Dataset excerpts
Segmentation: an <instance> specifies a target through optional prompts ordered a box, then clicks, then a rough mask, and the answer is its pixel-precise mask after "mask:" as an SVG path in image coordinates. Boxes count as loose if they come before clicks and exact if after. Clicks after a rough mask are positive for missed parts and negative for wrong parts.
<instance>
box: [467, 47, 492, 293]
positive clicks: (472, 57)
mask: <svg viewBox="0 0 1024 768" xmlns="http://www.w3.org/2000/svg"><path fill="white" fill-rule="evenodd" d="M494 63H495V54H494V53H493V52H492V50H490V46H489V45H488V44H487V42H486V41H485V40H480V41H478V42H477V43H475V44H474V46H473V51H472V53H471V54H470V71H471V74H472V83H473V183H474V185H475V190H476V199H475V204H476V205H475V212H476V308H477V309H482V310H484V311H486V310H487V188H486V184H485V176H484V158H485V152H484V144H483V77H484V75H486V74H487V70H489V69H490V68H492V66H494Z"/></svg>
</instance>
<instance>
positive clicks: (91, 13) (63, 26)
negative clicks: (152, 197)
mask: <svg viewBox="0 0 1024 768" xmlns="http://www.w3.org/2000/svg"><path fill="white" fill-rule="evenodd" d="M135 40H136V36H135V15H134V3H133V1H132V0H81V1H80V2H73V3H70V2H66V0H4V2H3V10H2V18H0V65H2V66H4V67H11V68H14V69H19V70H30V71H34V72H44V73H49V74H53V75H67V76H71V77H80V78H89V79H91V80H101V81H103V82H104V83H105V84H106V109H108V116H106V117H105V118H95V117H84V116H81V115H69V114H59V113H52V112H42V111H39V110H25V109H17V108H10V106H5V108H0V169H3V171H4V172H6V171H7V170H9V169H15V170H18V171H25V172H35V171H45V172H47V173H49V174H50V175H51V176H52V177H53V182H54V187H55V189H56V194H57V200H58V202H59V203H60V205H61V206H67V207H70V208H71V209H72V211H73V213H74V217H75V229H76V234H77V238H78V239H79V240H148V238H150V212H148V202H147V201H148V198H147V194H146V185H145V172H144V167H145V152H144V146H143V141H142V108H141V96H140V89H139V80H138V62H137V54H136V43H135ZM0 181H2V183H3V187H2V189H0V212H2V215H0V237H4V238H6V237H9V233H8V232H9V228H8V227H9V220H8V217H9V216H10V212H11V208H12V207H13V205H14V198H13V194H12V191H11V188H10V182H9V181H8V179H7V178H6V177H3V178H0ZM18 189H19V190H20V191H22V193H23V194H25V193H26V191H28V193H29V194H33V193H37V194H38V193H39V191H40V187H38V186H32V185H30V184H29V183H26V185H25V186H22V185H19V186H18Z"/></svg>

WHAT YOU WILL DO: Turn every line of the records above into a numbered list, omitting any blank lines.

WRITTEN RESPONSE:
1. Segmentation: an <instance> specifies a target through optional prompts ordered a box, then clicks, then a rough mask, and the answer is its pixel-precise mask after "mask:" as an SVG path in image coordinates. Boxes count as loose if they come before clicks and exact if after. Clicks after a rough mask are positive for missed parts and negative for wrong parts.
2. <instance>
3. box: [467, 47, 492, 293]
4. positive clicks: (472, 57)
5. mask: <svg viewBox="0 0 1024 768" xmlns="http://www.w3.org/2000/svg"><path fill="white" fill-rule="evenodd" d="M494 63H495V54H494V53H493V52H492V50H490V46H489V45H488V44H487V42H486V41H485V40H480V41H478V42H477V43H475V44H474V46H473V51H472V53H471V54H470V71H471V74H472V83H473V183H474V185H475V190H476V199H475V204H476V205H475V212H476V308H477V309H482V310H484V311H486V310H487V188H486V184H485V176H484V158H485V152H484V144H483V77H484V75H486V74H487V70H489V69H490V68H492V66H494Z"/></svg>
6. </instance>
7. <instance>
8. positive clicks: (91, 13) (63, 26)
9. negative clicks: (152, 197)
10. mask: <svg viewBox="0 0 1024 768" xmlns="http://www.w3.org/2000/svg"><path fill="white" fill-rule="evenodd" d="M135 40H136V36H135V15H134V3H133V1H132V0H81V1H80V2H73V3H70V2H66V0H4V2H3V10H2V18H0V65H2V66H4V67H11V68H14V69H19V70H30V71H34V72H44V73H49V74H53V75H67V76H71V77H80V78H89V79H91V80H101V81H103V82H104V83H105V84H106V109H108V116H106V117H105V118H95V117H84V116H81V115H69V114H59V113H52V112H42V111H39V110H25V109H17V108H10V106H5V108H0V169H3V171H4V172H6V171H7V170H9V169H15V170H18V171H25V172H35V171H45V172H47V173H49V174H50V175H51V176H52V177H53V182H54V187H55V189H56V194H57V200H58V202H59V203H60V205H61V206H67V207H70V208H71V209H72V211H73V213H74V217H75V229H76V234H77V238H78V239H79V240H148V238H150V212H148V202H147V201H148V198H147V194H146V185H145V172H144V167H145V152H144V146H143V141H142V108H141V96H140V89H139V80H138V62H137V54H136V43H135ZM0 181H2V183H3V187H2V189H0V212H2V215H0V237H4V238H6V237H9V233H8V232H9V228H8V227H9V220H8V217H9V216H10V212H11V208H12V207H13V205H14V198H13V194H12V191H11V188H10V182H9V181H8V179H7V178H6V177H3V178H0ZM18 189H19V190H20V191H22V193H23V194H25V193H26V191H28V193H29V194H33V193H37V194H38V193H39V191H40V187H38V186H32V185H30V184H29V183H26V185H25V186H22V185H19V186H18Z"/></svg>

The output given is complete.